Entries provided: Begin

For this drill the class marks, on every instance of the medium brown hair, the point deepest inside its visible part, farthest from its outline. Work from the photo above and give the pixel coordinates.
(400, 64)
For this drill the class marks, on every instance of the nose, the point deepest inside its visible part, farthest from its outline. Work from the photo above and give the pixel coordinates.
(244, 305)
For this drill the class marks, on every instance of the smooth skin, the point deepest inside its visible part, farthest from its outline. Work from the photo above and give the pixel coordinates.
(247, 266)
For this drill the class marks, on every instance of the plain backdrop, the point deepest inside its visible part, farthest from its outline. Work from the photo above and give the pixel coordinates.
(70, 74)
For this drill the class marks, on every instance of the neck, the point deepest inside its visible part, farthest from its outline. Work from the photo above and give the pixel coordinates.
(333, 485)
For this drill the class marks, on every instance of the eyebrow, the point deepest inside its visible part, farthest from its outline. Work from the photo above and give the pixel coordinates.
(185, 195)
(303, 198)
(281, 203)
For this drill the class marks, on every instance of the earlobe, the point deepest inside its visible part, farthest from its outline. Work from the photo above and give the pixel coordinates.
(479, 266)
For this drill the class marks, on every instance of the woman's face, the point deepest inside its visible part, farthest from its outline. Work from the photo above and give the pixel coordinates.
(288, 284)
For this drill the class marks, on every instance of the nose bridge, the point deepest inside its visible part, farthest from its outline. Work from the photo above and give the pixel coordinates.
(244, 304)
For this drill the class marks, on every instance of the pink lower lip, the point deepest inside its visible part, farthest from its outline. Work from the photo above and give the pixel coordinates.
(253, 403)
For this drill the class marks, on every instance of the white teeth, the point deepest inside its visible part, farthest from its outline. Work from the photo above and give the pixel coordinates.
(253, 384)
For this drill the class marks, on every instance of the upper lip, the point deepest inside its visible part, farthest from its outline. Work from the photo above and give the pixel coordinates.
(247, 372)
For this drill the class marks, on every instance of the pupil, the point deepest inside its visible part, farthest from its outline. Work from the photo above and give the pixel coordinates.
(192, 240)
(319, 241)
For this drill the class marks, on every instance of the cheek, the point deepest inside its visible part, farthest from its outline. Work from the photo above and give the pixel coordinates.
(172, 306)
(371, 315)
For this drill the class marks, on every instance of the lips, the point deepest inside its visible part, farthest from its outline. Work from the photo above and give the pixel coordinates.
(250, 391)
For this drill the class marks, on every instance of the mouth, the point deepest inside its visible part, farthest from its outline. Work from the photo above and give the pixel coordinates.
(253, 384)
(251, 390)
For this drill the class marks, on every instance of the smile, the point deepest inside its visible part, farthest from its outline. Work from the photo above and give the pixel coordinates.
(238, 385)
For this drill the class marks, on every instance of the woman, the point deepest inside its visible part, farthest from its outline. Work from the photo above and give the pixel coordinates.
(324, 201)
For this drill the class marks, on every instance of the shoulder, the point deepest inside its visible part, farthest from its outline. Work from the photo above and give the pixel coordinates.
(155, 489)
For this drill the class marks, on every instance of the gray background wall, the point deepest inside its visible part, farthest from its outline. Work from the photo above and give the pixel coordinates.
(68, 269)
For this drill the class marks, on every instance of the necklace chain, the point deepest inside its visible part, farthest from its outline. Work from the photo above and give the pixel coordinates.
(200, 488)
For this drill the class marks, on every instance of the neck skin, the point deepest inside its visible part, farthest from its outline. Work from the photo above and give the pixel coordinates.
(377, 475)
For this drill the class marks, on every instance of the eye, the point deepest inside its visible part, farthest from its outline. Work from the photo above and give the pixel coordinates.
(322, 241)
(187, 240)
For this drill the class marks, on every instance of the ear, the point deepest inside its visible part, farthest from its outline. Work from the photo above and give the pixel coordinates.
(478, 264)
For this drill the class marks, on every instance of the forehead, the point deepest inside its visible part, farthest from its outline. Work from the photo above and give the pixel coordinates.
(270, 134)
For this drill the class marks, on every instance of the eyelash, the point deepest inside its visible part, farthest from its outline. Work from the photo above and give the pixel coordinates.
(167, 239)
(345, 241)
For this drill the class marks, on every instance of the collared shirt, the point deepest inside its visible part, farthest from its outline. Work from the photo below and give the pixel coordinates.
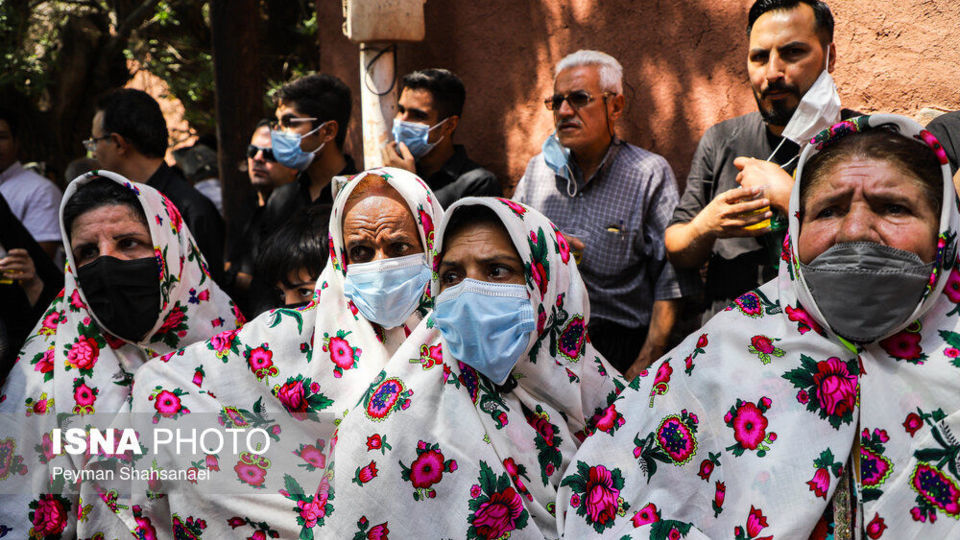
(461, 177)
(35, 201)
(620, 213)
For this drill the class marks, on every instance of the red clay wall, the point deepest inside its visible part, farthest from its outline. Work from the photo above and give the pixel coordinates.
(684, 64)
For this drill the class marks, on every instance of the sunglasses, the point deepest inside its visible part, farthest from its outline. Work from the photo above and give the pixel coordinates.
(577, 99)
(253, 150)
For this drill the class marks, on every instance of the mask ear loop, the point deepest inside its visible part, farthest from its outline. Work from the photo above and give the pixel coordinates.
(826, 67)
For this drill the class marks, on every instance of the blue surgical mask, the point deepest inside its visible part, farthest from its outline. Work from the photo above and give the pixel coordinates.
(415, 136)
(486, 325)
(286, 148)
(387, 291)
(557, 157)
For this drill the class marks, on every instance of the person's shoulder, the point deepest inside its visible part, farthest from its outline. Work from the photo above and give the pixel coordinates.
(733, 127)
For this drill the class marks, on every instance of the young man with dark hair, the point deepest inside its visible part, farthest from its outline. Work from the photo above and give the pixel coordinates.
(34, 200)
(129, 137)
(717, 220)
(293, 257)
(311, 124)
(428, 113)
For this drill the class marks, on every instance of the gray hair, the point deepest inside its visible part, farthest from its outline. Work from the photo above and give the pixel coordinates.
(611, 72)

Entries provided: End

## Exercise
Your task is to set down the records shown above exactly, minus any pictures.

## Your solution
For this drill the class marks, on every instance of the medium brown hair, the point deepest inside its visible part, farthest from its outline. Work from the photo above and give the pixel coordinates.
(400, 64)
For this drill the class marks, on every instance of the nose, the point deepest inside its visible part, farthest from its outline. Work from the photo above and give the pixel coordinates.
(244, 305)
For this drill the class marks, on every instance of the smooth skin, the point deepest inside its visible part, farthest from its outline. Work from the photo above and give the pixel coordinates.
(247, 266)
For this drill the class marks, on every instance of the plain backdrop, the point deepest inside its visible part, farthest from its outline. Work from the photo above and give the pixel coordinates.
(70, 74)
For this drill the class marks, on every instance of the neck, the point deepest inside its visible part, farthest from its outline. Work from the photo above and give the pixel coordinates.
(333, 485)
For this drill the class marks, on every instance of the eyebrow, the point deepest inside its visible part, farthest from its outline. Work from the photo above and give the pixel coordinates.
(185, 195)
(303, 198)
(281, 203)
For this drill the class marks, on every instance of the earlobe, the point deepest inside its visible part, farthest from its outline. Work from the photo above and give the pixel coordinates.
(479, 266)
For this drill the class marks, on every instance of the woman's face, the point deepest inside its visible part, farthest from its outline. Work from the photo above and give the pixel coordinates.
(288, 284)
For this drill the class marks, on every instance of the nose bridge, the point deepest inside its visible part, farthest from its outline. Work from the photo above and give the pixel coordinates.
(244, 304)
For this drill the class marks, on every instance of the pink lower lip, the point deepest inside its visible part, farthest from its outline. Work from the photo above and give the pixel coordinates.
(253, 403)
For this drill the class marks, on every instance of the white teeth, the point deepest inside its visible part, farthest from its outline. Work from the photo above and give the pixel coordinates.
(253, 384)
For this drill the class marks, on every instance of the upper lip, the point deepest inside its visible part, farthest from its outline. Work from the photo above and give the pixel coordinates.
(247, 372)
For this drill the class marks, on every instance of the pupil, the point deepest inside its visible part, farthest from its outline. Work from the photo above and give the pixel coordinates.
(192, 240)
(319, 241)
For this drill the class marks, on every instance of the cheek, the point deepest inside its visible part, farthest from its outline. Work from the photo above and give the pixel coordinates.
(172, 306)
(371, 315)
For this drill the class marks, on every instance of the lips, the point deepest inside its visible part, farthest from its outline. Work from the photo above and give the pixel coordinates.
(250, 391)
For this drill the class marks, on every instance of the mouth, the point deepest inside its visible part, farthest from its outline. Work from the photo above and give the pixel coordinates.
(253, 384)
(251, 390)
For this drill the class marks, on every instance of the smile, the point deepest inside its visible part, farthest from its outline. Work from the photo above and give the pixel coordinates.
(238, 385)
For this drill the class marks, on every instance of the woman, the point deepest inside its visible part, farthest from its outline. Work from the photo above and give the pixel coordinates.
(324, 201)
For this drill the class marks, on every instance of the shoulder, the point deepest inside its visible part, farthest from its outline. Work from the photo above and give the pixel coordinates.
(155, 489)
For this drill the class marks, on every instance of the gray background wall, the point deepest inside its visible part, farthest from its outline. Work from the photo above and give the pixel coordinates.
(68, 269)
For this drill the class marks, on every instance of the necklace chain, the point deepest inside its visible part, farthest from its outline. Work from the photo above and give the pixel coordinates.
(200, 488)
For this drill the class marks, on every instance of the neck skin, the point deepest inside its visible part, farthest from its outline. Work from the photo above and give the pixel coordinates.
(377, 475)
For this drill the class marks, on every instance of the eye, the point deepest inside its visible part, farthest from its outline. Work from the photo above and give the pixel coordinates.
(322, 241)
(187, 240)
For this drill the class marks, on every instance of the ear, the point deepest inside its visible part, farthest from its outline. Work from the photo above and give the pixel coordinates.
(478, 264)
For this drill the class marks, on every instance of the forehead, the point deepest inside its visible part, farthest from its outline. Work from the photo above and give the pixel coordinates.
(270, 134)
For this drill the class marks, on every instance of the eyelash, the point deepest inside its visible part, farthest from its outline. Work from the photo above and give the pixel coordinates.
(167, 239)
(345, 241)
For this drill the class marks, on every instance of the collared shirt, the point deepest inside its visible part, farthest from its outline. Work from the photo below and give the pixel coordinates.
(461, 177)
(35, 201)
(620, 213)
For this drill the class marks, on every instance of the red clay wall, the point deepest inside its visible part, farthest from its outline. Work from the photo above and give the pixel coordinates.
(684, 64)
For this drill the class marks, on every instance of the sunglasses, the point deepest inside its visible part, farthest from its outline. Work from the photo above and give the pixel coordinates.
(577, 99)
(253, 150)
For this drill the class marks, on every instance of the mask ear loop, the point deepest inside its visible part, farthest from its outline. Work from the photo above and give the pixel coordinates.
(826, 67)
For this drill the class marks, on every instance of the blue surgical mask, the point deepest inside its visible part, farthest from its outline. Work from the photo above and give the pixel coordinates.
(415, 136)
(486, 325)
(286, 148)
(387, 291)
(557, 157)
For this drill the class marks, on every instance of the person's shoulder, the point deepest inside its visible part, farthest from its outline. Work from the photo above and give the pixel coordinates.
(733, 127)
For this drill the class marks, on every instance of the young man with dark hair, the point deepest inside its visible part, farthest from its outline. Work from the photo above and give the pixel coordinates.
(34, 200)
(129, 137)
(717, 220)
(293, 257)
(311, 124)
(428, 113)
For this drill the class marks, on every instance of the gray hair, the point deepest inside its visible part, farthest from its outline. Work from the photo above and give the pixel coordinates.
(611, 72)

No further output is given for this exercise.